*Work order*
Continue the review of the surfing documentary Splinters from the point where it stops.

*Text provided*
BEGIN
‘Splinters’: Surfing Can Take You to Another Country

“The surf is my church,” asserts Ezekial Afara. And so he worships daily, riding his surfboard into and over the waves off Vanimo Village in Papua New Guinea. So too, Angelus Lipahi devotes himself to the sport. “I want to be a professional like Kelly Slater,” he says. If he can manage this next giant step, he has in mind a glorious purpose, not only his own celebrity but, as well recognition for his village: “Then it can be recognized that we too have a good surfer here.”

Such piety provides a focus for Splinters. Adam Pesce’s film offers interviews with earnest surfers and their longsuffering mothers, as well as the sorts of picturesque images you’ve seen in other surfing documentaries, from The Endless Summer (1966) to Step Into Liquid (2003) to Riding Giants (2004). These reveal that the water in Papua New Guinea is beautiful blue, the sands stretch for miles, and the sunlight is bright. As the surfers start talking about the country’s first National Surfing Titles, you think you know where Splinters is headed — namely, the big competition. But first, some detours.

These have to do with families and traditions and poverty, all affected by surfing as they also affect surfing. Angelus brings the camera crew along into the “rough house” where serious surfers stay. It’s “for us hardcore guys,” he smiles, gesturing to holes in the walls and ceiling. “We’re too busy surfing to fix our house.” The hardcore guys have apparently descended from a single, maybe mythical, moment in time, when “in the 1980s,” a pilot left a surfboard on the island. Since then, though Vanimo Village has no paved roads and only 13% of adults have paying jobs, the surfers partake of the “infinite” perfect waves. They also contend with “politics.”

As Splinters reveals, the hardcore guys are affiliated with one of two associations, the Vanimo Surf Club or the breakaway Sunset Surf Club. Members of each vie for attention and reputation, and eye one another warily as they head to the beach. They also ponder the future, how surfing on an international stage might affect their lives. Their competition will decide which surfers from which club will go to Australia, where, they’ve heard, cities and traffic and television make surfing a different kind of enterprise.
END
Point-per-instance localization data:
BEGIN
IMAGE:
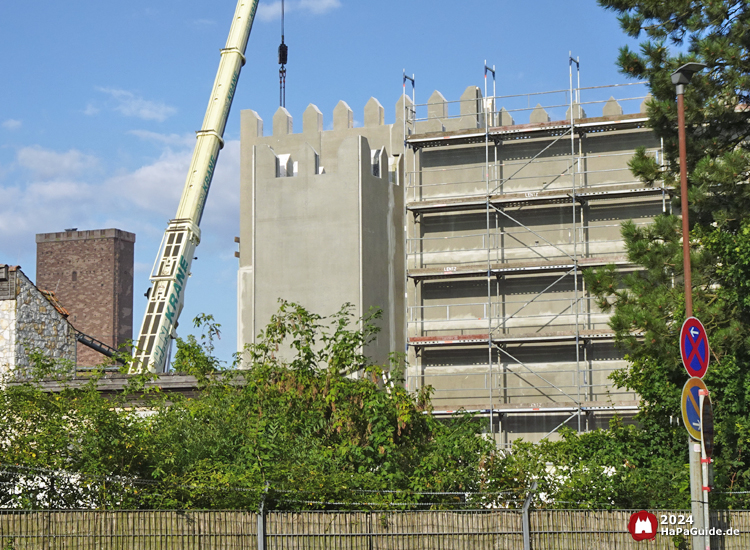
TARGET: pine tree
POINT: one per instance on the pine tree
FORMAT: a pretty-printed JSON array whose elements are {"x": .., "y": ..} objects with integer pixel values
[{"x": 648, "y": 305}]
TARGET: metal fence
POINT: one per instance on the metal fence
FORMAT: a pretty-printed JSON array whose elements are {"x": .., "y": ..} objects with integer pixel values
[{"x": 365, "y": 530}]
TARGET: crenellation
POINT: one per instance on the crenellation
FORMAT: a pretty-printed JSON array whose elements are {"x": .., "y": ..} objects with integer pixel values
[
  {"x": 578, "y": 112},
  {"x": 612, "y": 108},
  {"x": 472, "y": 108},
  {"x": 374, "y": 113},
  {"x": 343, "y": 116},
  {"x": 282, "y": 122},
  {"x": 539, "y": 115},
  {"x": 504, "y": 118},
  {"x": 252, "y": 123},
  {"x": 312, "y": 120}
]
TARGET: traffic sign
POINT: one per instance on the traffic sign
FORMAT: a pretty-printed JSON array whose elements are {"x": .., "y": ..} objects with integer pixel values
[
  {"x": 694, "y": 347},
  {"x": 691, "y": 411},
  {"x": 707, "y": 427}
]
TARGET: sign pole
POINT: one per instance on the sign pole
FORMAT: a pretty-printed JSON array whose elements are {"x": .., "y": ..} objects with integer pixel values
[{"x": 680, "y": 78}]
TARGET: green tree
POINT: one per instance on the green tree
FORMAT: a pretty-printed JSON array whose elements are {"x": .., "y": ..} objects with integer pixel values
[
  {"x": 293, "y": 417},
  {"x": 648, "y": 306}
]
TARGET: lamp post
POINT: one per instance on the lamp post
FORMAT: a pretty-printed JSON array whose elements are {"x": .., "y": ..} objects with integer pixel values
[{"x": 681, "y": 78}]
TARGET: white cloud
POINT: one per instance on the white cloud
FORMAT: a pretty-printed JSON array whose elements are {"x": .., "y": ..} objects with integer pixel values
[
  {"x": 91, "y": 110},
  {"x": 155, "y": 187},
  {"x": 45, "y": 164},
  {"x": 318, "y": 6},
  {"x": 184, "y": 140},
  {"x": 272, "y": 11},
  {"x": 132, "y": 105}
]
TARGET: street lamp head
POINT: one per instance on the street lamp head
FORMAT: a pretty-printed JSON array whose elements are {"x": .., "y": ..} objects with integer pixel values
[{"x": 682, "y": 76}]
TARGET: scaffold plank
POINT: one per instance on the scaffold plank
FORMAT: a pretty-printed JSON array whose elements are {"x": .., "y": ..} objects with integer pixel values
[
  {"x": 534, "y": 266},
  {"x": 474, "y": 339},
  {"x": 526, "y": 131},
  {"x": 529, "y": 198}
]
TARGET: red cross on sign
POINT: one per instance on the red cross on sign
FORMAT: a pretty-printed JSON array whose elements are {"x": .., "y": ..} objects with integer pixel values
[{"x": 694, "y": 347}]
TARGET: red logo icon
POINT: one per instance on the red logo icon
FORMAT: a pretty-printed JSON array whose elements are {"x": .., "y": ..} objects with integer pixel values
[{"x": 642, "y": 525}]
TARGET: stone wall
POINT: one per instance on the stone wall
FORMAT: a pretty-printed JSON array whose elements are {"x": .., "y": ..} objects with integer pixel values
[{"x": 30, "y": 322}]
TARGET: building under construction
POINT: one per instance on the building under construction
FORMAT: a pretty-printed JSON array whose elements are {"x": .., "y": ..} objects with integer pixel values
[{"x": 504, "y": 202}]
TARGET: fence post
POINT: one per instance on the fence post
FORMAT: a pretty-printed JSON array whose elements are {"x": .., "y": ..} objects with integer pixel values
[
  {"x": 526, "y": 522},
  {"x": 262, "y": 520}
]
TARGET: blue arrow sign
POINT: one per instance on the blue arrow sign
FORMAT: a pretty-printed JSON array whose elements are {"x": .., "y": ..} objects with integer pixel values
[{"x": 691, "y": 412}]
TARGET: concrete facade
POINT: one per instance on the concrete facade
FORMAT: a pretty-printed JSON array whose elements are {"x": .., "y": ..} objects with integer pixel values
[
  {"x": 503, "y": 219},
  {"x": 504, "y": 207},
  {"x": 321, "y": 223},
  {"x": 91, "y": 272},
  {"x": 29, "y": 322}
]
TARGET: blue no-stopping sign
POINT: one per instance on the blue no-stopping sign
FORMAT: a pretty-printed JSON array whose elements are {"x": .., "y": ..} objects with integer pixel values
[{"x": 694, "y": 347}]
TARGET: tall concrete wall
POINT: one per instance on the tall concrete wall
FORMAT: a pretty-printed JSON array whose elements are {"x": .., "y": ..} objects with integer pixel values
[
  {"x": 91, "y": 272},
  {"x": 321, "y": 223},
  {"x": 497, "y": 317}
]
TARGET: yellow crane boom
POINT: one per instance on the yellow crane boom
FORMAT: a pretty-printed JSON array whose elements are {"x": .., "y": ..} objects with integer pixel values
[{"x": 172, "y": 267}]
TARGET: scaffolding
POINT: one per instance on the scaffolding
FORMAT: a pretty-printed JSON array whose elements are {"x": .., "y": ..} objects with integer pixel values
[{"x": 540, "y": 206}]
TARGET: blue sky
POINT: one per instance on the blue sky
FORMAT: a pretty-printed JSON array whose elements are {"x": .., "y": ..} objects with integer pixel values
[{"x": 99, "y": 102}]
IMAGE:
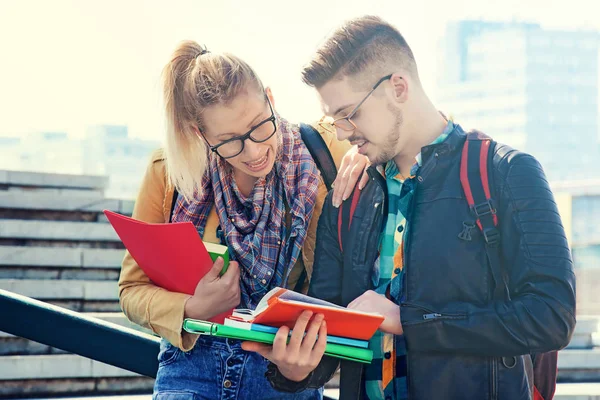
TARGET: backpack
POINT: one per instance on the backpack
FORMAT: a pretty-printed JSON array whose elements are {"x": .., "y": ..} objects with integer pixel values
[{"x": 475, "y": 177}]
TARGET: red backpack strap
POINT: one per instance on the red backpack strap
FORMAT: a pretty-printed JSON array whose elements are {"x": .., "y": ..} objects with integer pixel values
[
  {"x": 474, "y": 178},
  {"x": 345, "y": 214},
  {"x": 475, "y": 181}
]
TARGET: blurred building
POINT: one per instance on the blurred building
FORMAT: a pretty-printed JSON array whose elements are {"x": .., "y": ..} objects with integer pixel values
[{"x": 532, "y": 88}]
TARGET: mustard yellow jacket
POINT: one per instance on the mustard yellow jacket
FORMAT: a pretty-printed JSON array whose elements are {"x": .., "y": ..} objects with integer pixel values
[{"x": 162, "y": 311}]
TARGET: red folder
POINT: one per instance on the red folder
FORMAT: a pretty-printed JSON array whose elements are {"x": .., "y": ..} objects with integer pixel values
[
  {"x": 172, "y": 255},
  {"x": 282, "y": 307}
]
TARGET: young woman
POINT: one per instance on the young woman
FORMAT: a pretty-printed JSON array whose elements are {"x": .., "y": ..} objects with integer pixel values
[{"x": 245, "y": 179}]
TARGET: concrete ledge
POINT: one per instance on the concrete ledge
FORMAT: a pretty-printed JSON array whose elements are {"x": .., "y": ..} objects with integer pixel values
[
  {"x": 56, "y": 191},
  {"x": 62, "y": 289},
  {"x": 39, "y": 179},
  {"x": 60, "y": 257},
  {"x": 26, "y": 200},
  {"x": 55, "y": 367},
  {"x": 579, "y": 359},
  {"x": 587, "y": 324},
  {"x": 57, "y": 230}
]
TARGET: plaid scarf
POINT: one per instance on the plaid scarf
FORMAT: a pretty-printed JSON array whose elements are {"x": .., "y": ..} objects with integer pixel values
[{"x": 255, "y": 227}]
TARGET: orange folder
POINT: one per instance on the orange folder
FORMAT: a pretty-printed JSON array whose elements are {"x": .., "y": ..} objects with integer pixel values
[
  {"x": 282, "y": 307},
  {"x": 172, "y": 255}
]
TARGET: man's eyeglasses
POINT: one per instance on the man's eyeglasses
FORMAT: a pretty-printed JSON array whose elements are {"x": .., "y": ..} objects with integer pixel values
[
  {"x": 258, "y": 134},
  {"x": 346, "y": 123}
]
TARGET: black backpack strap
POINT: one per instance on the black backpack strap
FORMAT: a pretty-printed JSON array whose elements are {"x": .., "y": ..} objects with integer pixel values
[
  {"x": 475, "y": 180},
  {"x": 173, "y": 203},
  {"x": 320, "y": 153}
]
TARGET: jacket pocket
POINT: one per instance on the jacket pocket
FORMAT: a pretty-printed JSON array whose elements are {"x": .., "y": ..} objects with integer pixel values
[{"x": 414, "y": 314}]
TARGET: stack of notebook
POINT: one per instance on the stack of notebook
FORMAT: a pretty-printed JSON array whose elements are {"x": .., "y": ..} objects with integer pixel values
[{"x": 348, "y": 331}]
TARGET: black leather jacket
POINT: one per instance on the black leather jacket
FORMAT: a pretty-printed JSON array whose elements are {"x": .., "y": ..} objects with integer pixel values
[{"x": 475, "y": 347}]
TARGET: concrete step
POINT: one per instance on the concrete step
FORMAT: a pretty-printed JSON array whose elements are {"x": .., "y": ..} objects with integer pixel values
[
  {"x": 46, "y": 180},
  {"x": 35, "y": 257},
  {"x": 579, "y": 359},
  {"x": 57, "y": 230},
  {"x": 586, "y": 332},
  {"x": 25, "y": 200},
  {"x": 56, "y": 191},
  {"x": 577, "y": 391},
  {"x": 57, "y": 289},
  {"x": 579, "y": 365}
]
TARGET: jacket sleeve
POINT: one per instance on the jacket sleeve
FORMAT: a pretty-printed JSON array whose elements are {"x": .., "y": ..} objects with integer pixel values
[
  {"x": 143, "y": 302},
  {"x": 326, "y": 284},
  {"x": 540, "y": 315}
]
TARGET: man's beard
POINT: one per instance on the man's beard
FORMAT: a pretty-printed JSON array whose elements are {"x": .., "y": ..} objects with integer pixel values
[{"x": 389, "y": 147}]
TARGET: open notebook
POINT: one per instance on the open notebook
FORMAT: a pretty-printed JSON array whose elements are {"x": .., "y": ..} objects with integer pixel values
[{"x": 282, "y": 307}]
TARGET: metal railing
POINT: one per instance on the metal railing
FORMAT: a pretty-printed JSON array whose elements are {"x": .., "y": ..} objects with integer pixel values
[{"x": 79, "y": 334}]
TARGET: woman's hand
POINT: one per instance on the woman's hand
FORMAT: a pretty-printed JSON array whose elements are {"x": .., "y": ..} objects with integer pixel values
[
  {"x": 298, "y": 358},
  {"x": 374, "y": 302},
  {"x": 215, "y": 294}
]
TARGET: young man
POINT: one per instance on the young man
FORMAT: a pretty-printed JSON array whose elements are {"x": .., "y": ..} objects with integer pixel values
[{"x": 454, "y": 328}]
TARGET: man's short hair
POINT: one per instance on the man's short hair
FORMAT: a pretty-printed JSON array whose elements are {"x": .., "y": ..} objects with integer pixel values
[{"x": 365, "y": 44}]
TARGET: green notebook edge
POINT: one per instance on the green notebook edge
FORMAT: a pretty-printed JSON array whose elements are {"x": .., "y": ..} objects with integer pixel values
[
  {"x": 216, "y": 250},
  {"x": 332, "y": 349}
]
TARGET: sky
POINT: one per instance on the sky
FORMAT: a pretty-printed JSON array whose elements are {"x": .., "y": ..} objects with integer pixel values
[{"x": 66, "y": 64}]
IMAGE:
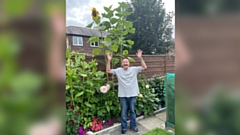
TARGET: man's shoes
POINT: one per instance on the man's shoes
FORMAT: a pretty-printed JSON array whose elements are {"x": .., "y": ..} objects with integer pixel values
[
  {"x": 135, "y": 130},
  {"x": 123, "y": 132}
]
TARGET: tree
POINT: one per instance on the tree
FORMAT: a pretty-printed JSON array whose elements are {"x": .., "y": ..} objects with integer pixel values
[{"x": 153, "y": 26}]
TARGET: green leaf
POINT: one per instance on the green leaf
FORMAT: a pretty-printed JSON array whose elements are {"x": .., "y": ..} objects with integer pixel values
[
  {"x": 93, "y": 39},
  {"x": 130, "y": 42},
  {"x": 125, "y": 13},
  {"x": 101, "y": 46},
  {"x": 123, "y": 4},
  {"x": 118, "y": 9},
  {"x": 106, "y": 9},
  {"x": 83, "y": 75},
  {"x": 106, "y": 43},
  {"x": 128, "y": 24},
  {"x": 113, "y": 20},
  {"x": 68, "y": 99},
  {"x": 125, "y": 52},
  {"x": 96, "y": 51},
  {"x": 131, "y": 59},
  {"x": 79, "y": 94},
  {"x": 87, "y": 104},
  {"x": 106, "y": 24},
  {"x": 90, "y": 25},
  {"x": 118, "y": 14},
  {"x": 115, "y": 61},
  {"x": 97, "y": 20},
  {"x": 125, "y": 33},
  {"x": 82, "y": 57},
  {"x": 132, "y": 30},
  {"x": 115, "y": 48},
  {"x": 108, "y": 109}
]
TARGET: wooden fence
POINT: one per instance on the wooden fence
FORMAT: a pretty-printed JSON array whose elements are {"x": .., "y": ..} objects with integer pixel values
[{"x": 157, "y": 64}]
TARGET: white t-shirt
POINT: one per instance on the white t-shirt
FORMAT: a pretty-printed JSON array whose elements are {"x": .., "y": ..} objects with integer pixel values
[{"x": 127, "y": 81}]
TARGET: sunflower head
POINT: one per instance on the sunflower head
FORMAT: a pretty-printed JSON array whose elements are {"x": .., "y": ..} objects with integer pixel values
[{"x": 94, "y": 13}]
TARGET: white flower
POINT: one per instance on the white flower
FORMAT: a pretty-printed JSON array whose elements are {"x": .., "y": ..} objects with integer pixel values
[
  {"x": 103, "y": 89},
  {"x": 108, "y": 86},
  {"x": 89, "y": 133}
]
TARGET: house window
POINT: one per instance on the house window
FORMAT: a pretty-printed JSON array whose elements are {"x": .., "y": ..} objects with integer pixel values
[
  {"x": 95, "y": 44},
  {"x": 77, "y": 41}
]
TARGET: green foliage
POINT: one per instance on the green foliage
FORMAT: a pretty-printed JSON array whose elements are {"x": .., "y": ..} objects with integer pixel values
[
  {"x": 117, "y": 27},
  {"x": 153, "y": 25},
  {"x": 149, "y": 102},
  {"x": 157, "y": 83},
  {"x": 83, "y": 98},
  {"x": 158, "y": 131}
]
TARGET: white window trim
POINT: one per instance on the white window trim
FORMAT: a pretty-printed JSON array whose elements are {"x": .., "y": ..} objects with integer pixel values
[
  {"x": 77, "y": 44},
  {"x": 94, "y": 45}
]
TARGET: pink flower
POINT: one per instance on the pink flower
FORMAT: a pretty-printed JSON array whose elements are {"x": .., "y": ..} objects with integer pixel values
[
  {"x": 108, "y": 86},
  {"x": 104, "y": 89}
]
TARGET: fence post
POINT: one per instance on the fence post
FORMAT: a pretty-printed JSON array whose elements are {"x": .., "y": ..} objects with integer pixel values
[{"x": 165, "y": 65}]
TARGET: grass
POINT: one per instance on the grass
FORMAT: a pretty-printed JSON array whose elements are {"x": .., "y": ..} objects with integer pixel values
[{"x": 158, "y": 131}]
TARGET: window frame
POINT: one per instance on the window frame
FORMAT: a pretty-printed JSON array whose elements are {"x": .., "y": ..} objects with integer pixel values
[
  {"x": 78, "y": 37},
  {"x": 94, "y": 44}
]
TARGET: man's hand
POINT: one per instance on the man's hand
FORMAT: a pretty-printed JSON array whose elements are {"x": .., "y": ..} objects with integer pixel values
[
  {"x": 109, "y": 56},
  {"x": 139, "y": 53}
]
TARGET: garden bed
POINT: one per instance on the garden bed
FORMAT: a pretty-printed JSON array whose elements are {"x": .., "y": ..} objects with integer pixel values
[{"x": 117, "y": 125}]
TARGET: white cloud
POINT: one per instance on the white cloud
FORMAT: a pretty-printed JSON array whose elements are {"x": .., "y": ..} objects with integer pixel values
[{"x": 78, "y": 12}]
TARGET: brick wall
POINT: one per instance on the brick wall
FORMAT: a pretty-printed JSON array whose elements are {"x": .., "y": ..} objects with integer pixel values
[{"x": 86, "y": 48}]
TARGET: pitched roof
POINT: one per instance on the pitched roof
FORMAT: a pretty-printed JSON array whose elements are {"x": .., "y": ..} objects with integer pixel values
[{"x": 83, "y": 31}]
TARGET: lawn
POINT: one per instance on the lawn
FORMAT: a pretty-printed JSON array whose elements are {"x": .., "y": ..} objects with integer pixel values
[{"x": 158, "y": 131}]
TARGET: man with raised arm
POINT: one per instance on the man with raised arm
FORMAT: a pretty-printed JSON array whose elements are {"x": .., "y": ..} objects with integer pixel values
[{"x": 128, "y": 89}]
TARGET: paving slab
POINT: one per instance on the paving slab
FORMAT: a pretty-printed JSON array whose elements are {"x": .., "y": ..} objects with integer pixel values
[
  {"x": 161, "y": 116},
  {"x": 151, "y": 122},
  {"x": 141, "y": 129}
]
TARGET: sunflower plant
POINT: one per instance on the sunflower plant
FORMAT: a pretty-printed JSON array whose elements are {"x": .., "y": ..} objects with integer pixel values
[{"x": 114, "y": 23}]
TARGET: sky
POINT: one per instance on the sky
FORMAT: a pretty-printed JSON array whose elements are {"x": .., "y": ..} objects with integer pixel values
[{"x": 78, "y": 12}]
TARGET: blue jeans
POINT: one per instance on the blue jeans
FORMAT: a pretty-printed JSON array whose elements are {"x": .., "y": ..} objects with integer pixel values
[{"x": 128, "y": 103}]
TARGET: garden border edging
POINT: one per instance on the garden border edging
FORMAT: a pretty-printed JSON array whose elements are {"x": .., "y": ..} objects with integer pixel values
[{"x": 112, "y": 128}]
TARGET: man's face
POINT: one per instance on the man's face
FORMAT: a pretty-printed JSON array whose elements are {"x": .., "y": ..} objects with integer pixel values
[{"x": 125, "y": 63}]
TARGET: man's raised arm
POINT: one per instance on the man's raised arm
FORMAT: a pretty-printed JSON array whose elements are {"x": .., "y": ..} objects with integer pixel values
[
  {"x": 108, "y": 69},
  {"x": 139, "y": 55}
]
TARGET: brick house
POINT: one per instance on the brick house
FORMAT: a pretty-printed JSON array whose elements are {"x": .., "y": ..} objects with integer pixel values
[{"x": 77, "y": 38}]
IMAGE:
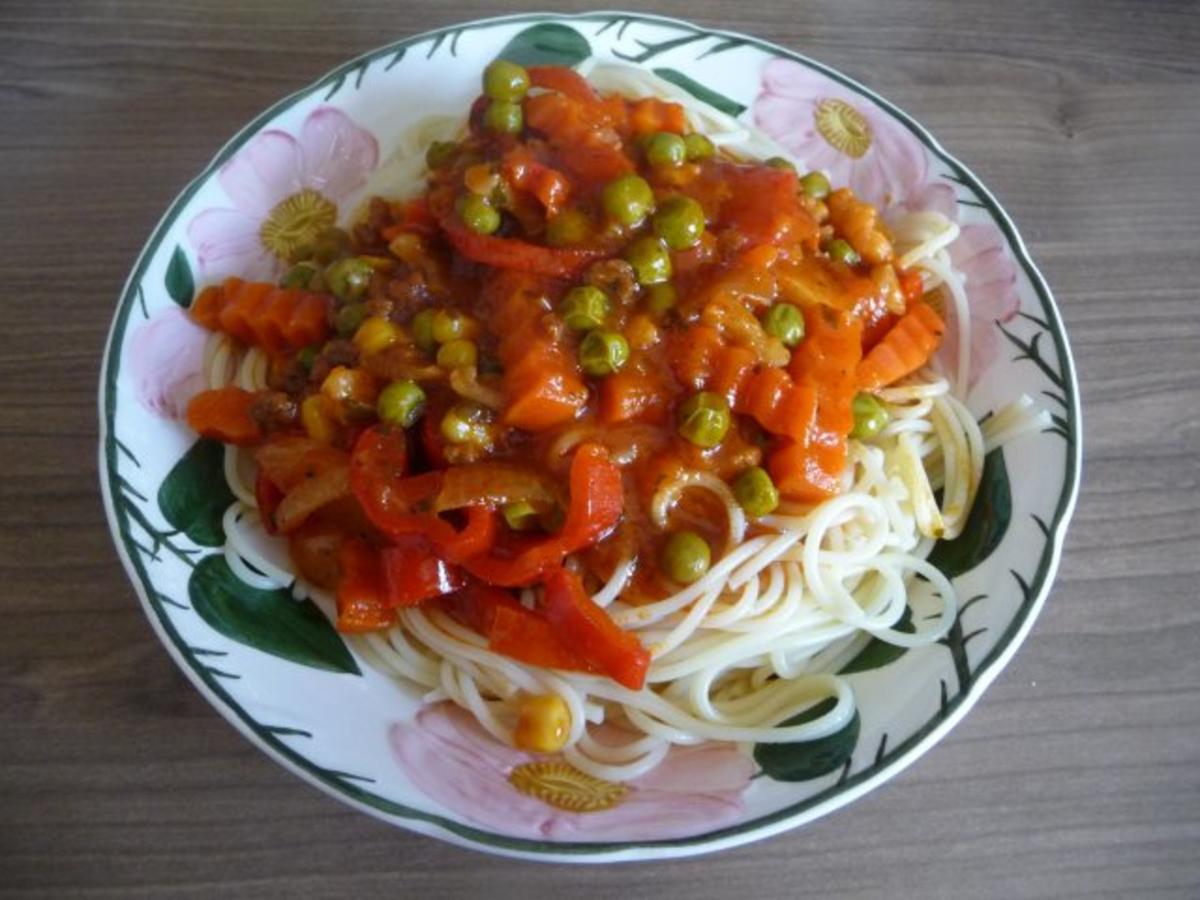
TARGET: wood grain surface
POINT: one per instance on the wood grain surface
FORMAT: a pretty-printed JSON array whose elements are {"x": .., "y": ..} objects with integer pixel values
[{"x": 1077, "y": 775}]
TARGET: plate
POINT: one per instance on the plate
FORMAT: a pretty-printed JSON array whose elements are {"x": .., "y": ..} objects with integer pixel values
[{"x": 274, "y": 666}]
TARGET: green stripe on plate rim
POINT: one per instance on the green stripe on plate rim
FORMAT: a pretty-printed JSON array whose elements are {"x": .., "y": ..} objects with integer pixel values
[{"x": 880, "y": 769}]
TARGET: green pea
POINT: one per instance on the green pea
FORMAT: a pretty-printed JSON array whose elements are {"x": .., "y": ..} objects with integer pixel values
[
  {"x": 328, "y": 245},
  {"x": 664, "y": 150},
  {"x": 603, "y": 353},
  {"x": 505, "y": 81},
  {"x": 628, "y": 199},
  {"x": 841, "y": 252},
  {"x": 568, "y": 228},
  {"x": 401, "y": 403},
  {"x": 815, "y": 185},
  {"x": 705, "y": 419},
  {"x": 585, "y": 307},
  {"x": 421, "y": 325},
  {"x": 679, "y": 222},
  {"x": 348, "y": 279},
  {"x": 685, "y": 557},
  {"x": 503, "y": 118},
  {"x": 870, "y": 415},
  {"x": 450, "y": 324},
  {"x": 306, "y": 276},
  {"x": 478, "y": 214},
  {"x": 699, "y": 147},
  {"x": 651, "y": 261},
  {"x": 661, "y": 298},
  {"x": 441, "y": 153},
  {"x": 756, "y": 492},
  {"x": 785, "y": 322},
  {"x": 520, "y": 515},
  {"x": 348, "y": 318},
  {"x": 459, "y": 353},
  {"x": 465, "y": 424}
]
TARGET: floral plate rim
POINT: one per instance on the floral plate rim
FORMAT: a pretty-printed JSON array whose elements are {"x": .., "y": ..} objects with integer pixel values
[{"x": 457, "y": 832}]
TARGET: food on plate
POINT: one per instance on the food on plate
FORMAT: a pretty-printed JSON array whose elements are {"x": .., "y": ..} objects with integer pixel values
[{"x": 616, "y": 415}]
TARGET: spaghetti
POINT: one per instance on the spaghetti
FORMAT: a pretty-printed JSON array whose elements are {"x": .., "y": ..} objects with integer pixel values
[{"x": 790, "y": 598}]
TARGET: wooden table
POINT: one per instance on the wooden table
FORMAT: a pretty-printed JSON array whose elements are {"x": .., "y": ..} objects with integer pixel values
[{"x": 1078, "y": 774}]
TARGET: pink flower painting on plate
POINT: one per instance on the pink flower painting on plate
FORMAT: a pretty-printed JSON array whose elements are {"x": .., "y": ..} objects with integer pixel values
[
  {"x": 846, "y": 135},
  {"x": 166, "y": 360},
  {"x": 285, "y": 190},
  {"x": 448, "y": 756},
  {"x": 835, "y": 130}
]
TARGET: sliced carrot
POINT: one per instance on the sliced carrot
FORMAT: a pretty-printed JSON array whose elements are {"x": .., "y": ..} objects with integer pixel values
[
  {"x": 904, "y": 349},
  {"x": 731, "y": 371},
  {"x": 693, "y": 355},
  {"x": 630, "y": 396},
  {"x": 262, "y": 315},
  {"x": 547, "y": 401},
  {"x": 208, "y": 305},
  {"x": 823, "y": 367},
  {"x": 807, "y": 473},
  {"x": 225, "y": 414},
  {"x": 652, "y": 114}
]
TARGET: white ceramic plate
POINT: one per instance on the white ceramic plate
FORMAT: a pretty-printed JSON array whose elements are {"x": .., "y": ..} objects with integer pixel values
[{"x": 275, "y": 669}]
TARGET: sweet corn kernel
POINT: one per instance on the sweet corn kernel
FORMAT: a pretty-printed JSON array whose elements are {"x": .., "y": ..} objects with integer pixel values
[
  {"x": 641, "y": 333},
  {"x": 317, "y": 419},
  {"x": 343, "y": 385},
  {"x": 543, "y": 724},
  {"x": 480, "y": 179},
  {"x": 376, "y": 335},
  {"x": 408, "y": 247}
]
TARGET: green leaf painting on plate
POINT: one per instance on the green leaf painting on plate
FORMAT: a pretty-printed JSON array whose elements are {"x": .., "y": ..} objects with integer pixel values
[
  {"x": 269, "y": 621},
  {"x": 987, "y": 522},
  {"x": 547, "y": 45},
  {"x": 706, "y": 95},
  {"x": 807, "y": 760},
  {"x": 195, "y": 496},
  {"x": 879, "y": 653},
  {"x": 180, "y": 283}
]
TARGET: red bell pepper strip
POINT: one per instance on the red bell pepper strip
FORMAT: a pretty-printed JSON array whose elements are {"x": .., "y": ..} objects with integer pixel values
[
  {"x": 508, "y": 252},
  {"x": 360, "y": 595},
  {"x": 400, "y": 507},
  {"x": 591, "y": 634},
  {"x": 510, "y": 629},
  {"x": 595, "y": 507},
  {"x": 413, "y": 573},
  {"x": 268, "y": 497}
]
END
*Task output*
Already, surfing has changed the ways the villagers see themselves. Lesley Umpa puts it, not so long ago, “It was beyond taboo if a woman went surfing. The tribal elders would call her back to the beach.” Now, she and her sister Susan are competing, both hoping to go to Australia. Lesley’s mother Robina notes, “Other girls Lesley’s age are already married,” but “she’s enjoying herself right now.” Lesley’s current independence stands in contrast to most other women in the village, who are typically bought by their husbands (because, one says, “My mother worked hard raising me”). The exchange isn’t always copacetic: “Once he buys her, he owns her. He can beat her whenever he wants.” It’s a longtime practice, she concludes, and she expects her daughters to participate in the same system.

Here the taboo Lesley describes regarding surfing takes on a set of other contexts, from men’s insecurities to women’s expectations. If women can be equals to men in surfing, if they might have practice schedules and win prizes and travel, how can men expect they will do as they’re told elsewhere, submit to beatings or rapes or other abuses? As Susan puts it, “Surfing changes your actions and ways. It can take you to another country.”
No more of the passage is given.